Coordinate annotation records:
··········

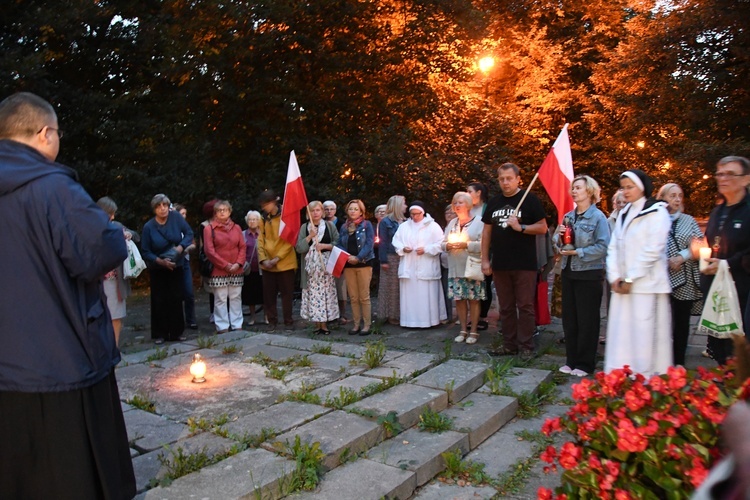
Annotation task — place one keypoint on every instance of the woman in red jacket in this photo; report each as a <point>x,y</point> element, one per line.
<point>224,245</point>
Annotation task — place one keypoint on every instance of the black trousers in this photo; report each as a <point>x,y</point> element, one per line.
<point>65,445</point>
<point>487,302</point>
<point>275,284</point>
<point>581,302</point>
<point>680,328</point>
<point>167,292</point>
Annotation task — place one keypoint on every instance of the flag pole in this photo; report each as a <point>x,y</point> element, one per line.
<point>515,212</point>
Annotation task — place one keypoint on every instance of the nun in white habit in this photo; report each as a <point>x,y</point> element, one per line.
<point>418,242</point>
<point>639,331</point>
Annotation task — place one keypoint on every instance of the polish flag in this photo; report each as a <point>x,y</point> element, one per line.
<point>556,174</point>
<point>336,262</point>
<point>295,200</point>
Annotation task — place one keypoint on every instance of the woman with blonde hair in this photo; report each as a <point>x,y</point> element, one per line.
<point>225,248</point>
<point>388,293</point>
<point>463,237</point>
<point>357,237</point>
<point>252,286</point>
<point>583,276</point>
<point>314,244</point>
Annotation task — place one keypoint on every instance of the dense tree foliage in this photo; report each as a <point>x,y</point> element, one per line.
<point>206,98</point>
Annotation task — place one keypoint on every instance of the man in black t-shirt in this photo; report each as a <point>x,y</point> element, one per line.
<point>510,238</point>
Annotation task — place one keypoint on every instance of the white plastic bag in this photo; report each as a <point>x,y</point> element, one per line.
<point>134,264</point>
<point>722,316</point>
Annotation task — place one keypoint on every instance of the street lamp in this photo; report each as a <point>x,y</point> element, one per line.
<point>485,65</point>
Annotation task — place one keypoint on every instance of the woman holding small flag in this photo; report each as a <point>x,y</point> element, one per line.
<point>357,237</point>
<point>314,244</point>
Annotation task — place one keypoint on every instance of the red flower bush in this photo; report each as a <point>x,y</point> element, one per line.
<point>635,438</point>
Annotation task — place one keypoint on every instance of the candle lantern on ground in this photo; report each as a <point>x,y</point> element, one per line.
<point>198,369</point>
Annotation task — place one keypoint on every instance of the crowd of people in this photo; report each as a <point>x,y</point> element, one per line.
<point>65,265</point>
<point>642,260</point>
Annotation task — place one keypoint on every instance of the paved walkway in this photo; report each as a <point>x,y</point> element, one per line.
<point>250,419</point>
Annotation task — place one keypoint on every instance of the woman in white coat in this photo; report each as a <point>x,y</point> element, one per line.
<point>639,332</point>
<point>417,241</point>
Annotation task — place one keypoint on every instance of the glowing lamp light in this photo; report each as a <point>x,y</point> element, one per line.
<point>486,64</point>
<point>198,369</point>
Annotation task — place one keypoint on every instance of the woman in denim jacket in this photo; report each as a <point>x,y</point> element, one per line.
<point>583,276</point>
<point>357,237</point>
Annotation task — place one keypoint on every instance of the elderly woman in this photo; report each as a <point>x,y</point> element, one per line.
<point>225,248</point>
<point>640,322</point>
<point>683,268</point>
<point>463,237</point>
<point>418,242</point>
<point>164,240</point>
<point>357,237</point>
<point>116,287</point>
<point>389,307</point>
<point>727,232</point>
<point>583,276</point>
<point>314,244</point>
<point>252,287</point>
<point>479,196</point>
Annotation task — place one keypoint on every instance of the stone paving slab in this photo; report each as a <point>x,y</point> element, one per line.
<point>295,342</point>
<point>355,382</point>
<point>522,380</point>
<point>441,491</point>
<point>500,452</point>
<point>336,364</point>
<point>280,418</point>
<point>253,473</point>
<point>148,466</point>
<point>339,433</point>
<point>274,352</point>
<point>407,400</point>
<point>458,378</point>
<point>363,480</point>
<point>419,451</point>
<point>481,415</point>
<point>404,366</point>
<point>149,432</point>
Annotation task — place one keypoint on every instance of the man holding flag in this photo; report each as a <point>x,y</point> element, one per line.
<point>276,242</point>
<point>511,222</point>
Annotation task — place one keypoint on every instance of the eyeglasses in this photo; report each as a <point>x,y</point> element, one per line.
<point>727,175</point>
<point>59,132</point>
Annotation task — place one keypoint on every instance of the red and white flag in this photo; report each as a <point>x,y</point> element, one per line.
<point>295,200</point>
<point>556,174</point>
<point>336,262</point>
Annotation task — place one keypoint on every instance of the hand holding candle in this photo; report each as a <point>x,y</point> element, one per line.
<point>704,254</point>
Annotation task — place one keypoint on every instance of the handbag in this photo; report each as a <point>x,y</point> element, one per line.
<point>473,269</point>
<point>722,316</point>
<point>205,266</point>
<point>134,264</point>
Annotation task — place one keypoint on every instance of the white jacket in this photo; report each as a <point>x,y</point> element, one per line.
<point>425,234</point>
<point>638,248</point>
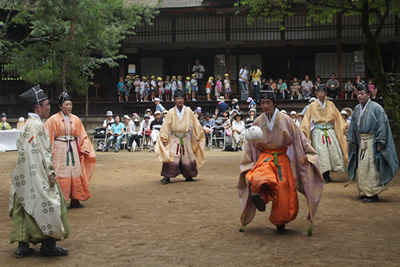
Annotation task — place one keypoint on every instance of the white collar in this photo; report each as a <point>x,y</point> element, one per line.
<point>268,123</point>
<point>322,105</point>
<point>34,115</point>
<point>180,113</point>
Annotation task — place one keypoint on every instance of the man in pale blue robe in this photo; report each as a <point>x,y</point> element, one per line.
<point>372,155</point>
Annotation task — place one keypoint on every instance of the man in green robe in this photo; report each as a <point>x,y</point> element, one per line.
<point>37,205</point>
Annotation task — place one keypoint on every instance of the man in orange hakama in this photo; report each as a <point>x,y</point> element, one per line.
<point>275,166</point>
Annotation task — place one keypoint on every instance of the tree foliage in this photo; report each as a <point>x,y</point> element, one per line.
<point>68,39</point>
<point>372,13</point>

··········

__Stated task__:
Recast the records as a JSON list of strings, one string per line, starting at the line that contains "the red and" and ending at the line that contains "<point>37,205</point>". Include both of those lines, skip blank lines, and leave the pictures out.

__Output below__:
[
  "Annotation task — place one keypoint on every instance of the red and white flag in this photo; report each as a <point>x,y</point> element, one per line.",
  "<point>295,200</point>",
  "<point>556,174</point>",
  "<point>336,262</point>",
  "Annotation task — place one keypoint on every instance of the hand holding candle in this photo; report each as a <point>x,y</point> element, one per line.",
  "<point>704,254</point>",
  "Annotation task — place one keypoint on every instance of the handbag in this photo; report each as a <point>x,y</point> element, one per line.",
  "<point>473,269</point>",
  "<point>722,316</point>",
  "<point>205,266</point>",
  "<point>134,264</point>",
  "Annotation task — place one keypoint on every instance of the white jacket in this photo; report each as a <point>x,y</point> element, one per line.",
  "<point>425,234</point>",
  "<point>638,248</point>",
  "Annotation task — place one keypoint on every instance of the white collar in this photo; report each as a <point>x,y</point> element, one per line.",
  "<point>268,123</point>",
  "<point>322,105</point>",
  "<point>34,115</point>",
  "<point>180,113</point>",
  "Annotation task — place one keypoint on every instance of the man in pale blue robe in this photo; report each as a <point>x,y</point> element, one per line.",
  "<point>372,155</point>",
  "Annotation task — place one keypoint on every instance of the man in green robe in this photo; report each as a <point>x,y</point> element, one per line.",
  "<point>37,205</point>"
]